__WORK TO BE COMPLETED__.
Starting at the line that contains "Target: white floral dress", write out every line through the last one in the records below, word for word. Leave out any pictures.

BEGIN INPUT MATERIAL

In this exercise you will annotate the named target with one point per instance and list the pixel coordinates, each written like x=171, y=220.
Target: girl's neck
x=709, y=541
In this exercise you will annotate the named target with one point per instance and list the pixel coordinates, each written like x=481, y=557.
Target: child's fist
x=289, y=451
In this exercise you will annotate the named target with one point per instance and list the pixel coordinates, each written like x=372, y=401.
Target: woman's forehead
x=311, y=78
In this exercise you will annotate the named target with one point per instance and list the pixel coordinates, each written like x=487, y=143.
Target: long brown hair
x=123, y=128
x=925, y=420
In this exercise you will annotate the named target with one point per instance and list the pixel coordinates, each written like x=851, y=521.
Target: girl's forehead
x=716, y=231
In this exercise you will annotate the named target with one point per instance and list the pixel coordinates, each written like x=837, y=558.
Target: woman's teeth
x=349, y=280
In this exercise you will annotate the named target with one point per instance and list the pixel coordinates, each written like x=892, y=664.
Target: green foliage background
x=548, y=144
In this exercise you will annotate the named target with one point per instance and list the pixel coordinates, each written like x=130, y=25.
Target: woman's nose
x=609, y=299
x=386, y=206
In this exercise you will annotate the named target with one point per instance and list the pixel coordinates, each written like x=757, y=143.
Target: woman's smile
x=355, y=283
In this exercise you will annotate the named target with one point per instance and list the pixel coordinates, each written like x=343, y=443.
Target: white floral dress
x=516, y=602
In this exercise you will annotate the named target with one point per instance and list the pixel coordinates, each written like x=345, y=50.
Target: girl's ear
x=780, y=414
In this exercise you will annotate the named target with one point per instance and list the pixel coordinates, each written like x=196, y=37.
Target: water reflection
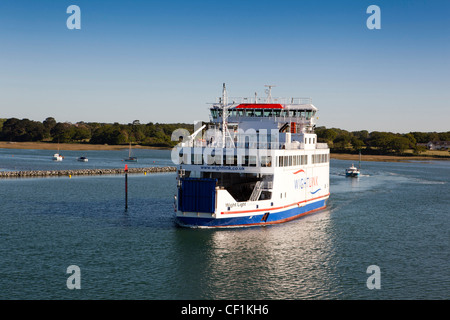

END INPUT MATERIAL

__EXERCISE RESPONSE__.
Target: white floral dress
x=516, y=602
In this exercise you will annotate the named target with one point per instance and list the pixel coordinates, each written like x=345, y=50.
Target: girl's ear
x=780, y=414
In this exercise you will annotate the named target with one point per instance and list the pixel coordinates, each written like x=196, y=37.
Target: water reflection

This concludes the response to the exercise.